The request: Please copy out the listing below with every "bounding box" changed to "enclosing rectangle", keeping everything else the same.

Records shown:
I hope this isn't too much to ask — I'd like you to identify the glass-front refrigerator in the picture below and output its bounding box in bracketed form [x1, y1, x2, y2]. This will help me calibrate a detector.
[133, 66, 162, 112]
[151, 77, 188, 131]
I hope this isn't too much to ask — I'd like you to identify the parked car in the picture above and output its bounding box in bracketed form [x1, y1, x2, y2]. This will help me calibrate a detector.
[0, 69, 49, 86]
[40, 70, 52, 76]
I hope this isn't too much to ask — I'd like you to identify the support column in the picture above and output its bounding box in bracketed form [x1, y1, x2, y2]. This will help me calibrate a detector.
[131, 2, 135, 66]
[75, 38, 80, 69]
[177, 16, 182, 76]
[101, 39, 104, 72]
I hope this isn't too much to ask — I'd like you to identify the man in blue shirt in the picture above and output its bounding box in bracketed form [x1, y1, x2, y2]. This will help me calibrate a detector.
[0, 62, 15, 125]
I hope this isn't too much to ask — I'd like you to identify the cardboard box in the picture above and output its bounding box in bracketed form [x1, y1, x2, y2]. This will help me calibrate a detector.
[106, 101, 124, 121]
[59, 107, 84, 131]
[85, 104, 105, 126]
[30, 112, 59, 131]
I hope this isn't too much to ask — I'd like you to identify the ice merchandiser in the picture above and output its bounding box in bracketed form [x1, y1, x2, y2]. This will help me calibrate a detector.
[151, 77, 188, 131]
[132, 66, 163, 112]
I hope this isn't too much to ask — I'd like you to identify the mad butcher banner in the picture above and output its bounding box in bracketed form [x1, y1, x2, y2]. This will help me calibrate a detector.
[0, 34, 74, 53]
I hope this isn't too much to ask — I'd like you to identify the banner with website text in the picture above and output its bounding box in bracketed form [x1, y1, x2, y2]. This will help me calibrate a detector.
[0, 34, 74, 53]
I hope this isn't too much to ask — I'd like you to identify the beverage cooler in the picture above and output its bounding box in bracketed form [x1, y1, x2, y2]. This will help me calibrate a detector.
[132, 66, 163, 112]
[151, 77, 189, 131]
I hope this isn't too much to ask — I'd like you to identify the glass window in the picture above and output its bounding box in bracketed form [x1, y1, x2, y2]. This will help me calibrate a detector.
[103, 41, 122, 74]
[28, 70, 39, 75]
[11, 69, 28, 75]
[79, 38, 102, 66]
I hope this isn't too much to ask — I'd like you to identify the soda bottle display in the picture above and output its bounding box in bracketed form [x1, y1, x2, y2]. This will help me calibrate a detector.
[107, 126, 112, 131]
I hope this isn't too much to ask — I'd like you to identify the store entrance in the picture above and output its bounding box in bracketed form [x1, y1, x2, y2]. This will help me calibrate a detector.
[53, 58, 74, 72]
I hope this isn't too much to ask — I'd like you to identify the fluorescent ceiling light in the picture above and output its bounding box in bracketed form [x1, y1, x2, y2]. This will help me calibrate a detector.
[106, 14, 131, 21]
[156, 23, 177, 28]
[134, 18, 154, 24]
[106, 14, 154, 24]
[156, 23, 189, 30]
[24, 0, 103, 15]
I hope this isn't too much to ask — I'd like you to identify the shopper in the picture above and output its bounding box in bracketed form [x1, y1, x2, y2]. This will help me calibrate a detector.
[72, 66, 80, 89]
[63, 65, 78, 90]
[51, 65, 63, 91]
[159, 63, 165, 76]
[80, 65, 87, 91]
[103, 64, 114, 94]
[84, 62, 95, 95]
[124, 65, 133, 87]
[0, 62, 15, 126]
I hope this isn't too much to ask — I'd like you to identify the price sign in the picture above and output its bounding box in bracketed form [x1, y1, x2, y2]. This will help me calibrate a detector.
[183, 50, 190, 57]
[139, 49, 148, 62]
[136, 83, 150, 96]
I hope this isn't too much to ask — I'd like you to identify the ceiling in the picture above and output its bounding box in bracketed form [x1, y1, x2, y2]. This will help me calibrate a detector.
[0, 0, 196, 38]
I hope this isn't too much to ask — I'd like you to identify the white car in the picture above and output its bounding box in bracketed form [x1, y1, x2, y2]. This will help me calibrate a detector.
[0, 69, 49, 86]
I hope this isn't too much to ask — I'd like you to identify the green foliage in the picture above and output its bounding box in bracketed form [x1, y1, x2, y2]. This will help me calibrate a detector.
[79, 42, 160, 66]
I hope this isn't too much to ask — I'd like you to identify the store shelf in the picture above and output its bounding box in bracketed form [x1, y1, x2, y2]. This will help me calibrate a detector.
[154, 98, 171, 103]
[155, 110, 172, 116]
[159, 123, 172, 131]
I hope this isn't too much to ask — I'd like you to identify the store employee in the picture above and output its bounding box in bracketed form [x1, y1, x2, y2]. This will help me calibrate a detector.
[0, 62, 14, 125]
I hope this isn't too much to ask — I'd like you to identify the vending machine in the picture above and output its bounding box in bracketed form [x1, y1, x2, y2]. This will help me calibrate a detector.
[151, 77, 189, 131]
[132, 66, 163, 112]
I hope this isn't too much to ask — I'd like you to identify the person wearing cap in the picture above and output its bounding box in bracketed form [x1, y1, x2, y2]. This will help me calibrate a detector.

Response to the exercise:
I hope this isn't too much to ask — I'd like you to identify the glass-front refrigerator in the picture below and output its enclosing rectangle in bracketed form [x1, y1, x2, y2]. This will help me calibrate a detector.
[133, 66, 162, 112]
[151, 77, 188, 131]
I hope this isn't too much to ask — I'd like you to identify the parked car in the picture above and output its enclosing rectangle in bracketed form [x1, y1, x2, y2]. This will help me calibrate a detector.
[0, 69, 49, 86]
[40, 70, 52, 76]
I hope this isn't too much to ask — I'd like you to identify the support column in the picture above and output its enclosing rectangle in bracketed form [x1, y1, x2, y2]. This will help me calibrate a detector.
[131, 2, 135, 66]
[75, 38, 80, 69]
[177, 16, 182, 76]
[101, 39, 104, 72]
I hope this isn't too much to ask — I'd like you to identify the man in blue shirt in the picture above and output its enclosing rectangle in bracketed form [x1, y1, x2, y2]. This will help me calibrate a detector.
[0, 62, 15, 125]
I hope this isn't too much to ask — I'd like you to identify the cardboard box in the picture above and output its enclosing rectangle in bracketed form [x1, y1, x2, y2]. This will help me calibrate a detector.
[106, 101, 124, 121]
[59, 107, 84, 131]
[85, 104, 105, 126]
[30, 112, 59, 131]
I hope this isn't too much to ask — I'd like you to identify the ice merchandiser in the picture above and output its enclosing rectangle in bracketed form [x1, y1, x2, y2]. This will help me calibrate a detector.
[151, 77, 188, 131]
[132, 66, 163, 112]
I hope this isn't too much to ask — I'd like you to identify the mad butcher banner in the picture above and output its enclosing rectangle in bracketed form [x1, y1, x2, y2]. This will help me calibrate a detector.
[0, 34, 74, 53]
I hope this isn't too much to ask — I'd like you to identify the banner with website text in the picture above and output its enclosing rectangle in bracketed form [x1, y1, x2, y2]. This will help me calibrate a detector.
[0, 34, 74, 53]
I hope this isn't too much to ask — I'd like you to identify the beverage cooler in the picture above and output its enclosing rectangle in bracketed form [x1, y1, x2, y2]. This will help me calibrate a detector.
[132, 66, 163, 112]
[151, 77, 189, 131]
I hope this isn't too much to ask — I'd like you to identify the glass window in the picture above and output its enclosing rectangle in bracketed form [x1, y1, x2, y2]. This will help me calibrate a detector.
[103, 41, 122, 74]
[28, 70, 39, 75]
[11, 69, 28, 75]
[79, 38, 102, 66]
I hope this isn't too much to ask — I'd like you to identify the soda bottle display in the picture above and output its enclosing rectangle in bracketed form [x1, y1, x2, y2]. This will help me calibrate a detector.
[107, 126, 112, 131]
I hope this isn't too much to ask — I'd like you to identify the store entrance in the picture above and output its enclosing rectangle in bracketed form [x1, y1, x2, y2]. This will help me calibrate a detector.
[53, 58, 74, 72]
I hope this isn't too much to ask — I'd like you to identify the fluorescent ceiling light in the picture above and output its enclosing rectangle in bracketed form [x1, y1, x2, y2]. This will help me calibrate a detector.
[106, 14, 131, 21]
[156, 23, 177, 28]
[134, 18, 154, 24]
[106, 14, 154, 24]
[156, 23, 189, 30]
[24, 0, 103, 15]
I hope this isn't too much to ask — I'd like you to identify the shopper in the picture above and output its enclosing rectangle in bracketed form [x1, y1, x2, y2]. This will help me calibrate a detector.
[72, 66, 80, 89]
[63, 65, 78, 90]
[51, 65, 63, 91]
[159, 63, 165, 76]
[80, 65, 87, 91]
[103, 64, 114, 94]
[84, 62, 95, 95]
[124, 65, 133, 87]
[0, 62, 15, 126]
I hope this isn't too much to ask — I'd like you to identify the price sign in the picture above and output its enclosing rectangle in bracketed form [x1, y1, x2, y2]. This will help me calibrate a detector.
[183, 50, 190, 57]
[139, 49, 148, 62]
[136, 83, 150, 96]
I hope this isn't too much to ask — I'd like you to identify the ceiling in the picture above and output its enclosing rectangle in bracketed form [x1, y1, x2, y2]. This will help me calibrate a detector.
[0, 0, 196, 38]
I hope this isn't too much to ask — I'd like you to identify the white car in the picture above and output its enclosing rectangle in bracketed form [x1, y1, x2, y2]. This will help me calibrate a detector.
[0, 69, 49, 86]
I hope this isn't too much to ask — I'd like you to identify the green foliage in the picture above and output its enclosing rectangle in bracketed form [x1, y1, x2, y2]. This will help me calibrate a detector.
[79, 42, 160, 66]
I hope this isn't too much to ask — I'd like you to identify the store shelf in the picture above and output its enclosing rectangle in bracketed form [x1, y1, x2, y2]. This will help me calibrate a detector.
[154, 98, 171, 103]
[155, 110, 172, 116]
[159, 123, 172, 131]
I hope this isn't too much to ask — I'd like you to identify the store employee in the picture above and output its enclosing rectangle in bracketed form [x1, y1, x2, y2]. This will help me calibrate a detector.
[0, 62, 14, 125]
I hope this isn't too much to ask — I'd like you to identify the vending machine in the picture above and output its enclosing rectangle in bracketed form [x1, y1, x2, y2]. This will help me calibrate a detector.
[151, 77, 189, 131]
[132, 66, 163, 112]
I hope this isn't too much to ask — I'd like you to identify the person wearing cap in the picture above and output its enclosing rectangle in bracketed form [x1, y1, x2, y2]. This will help me calibrate a detector.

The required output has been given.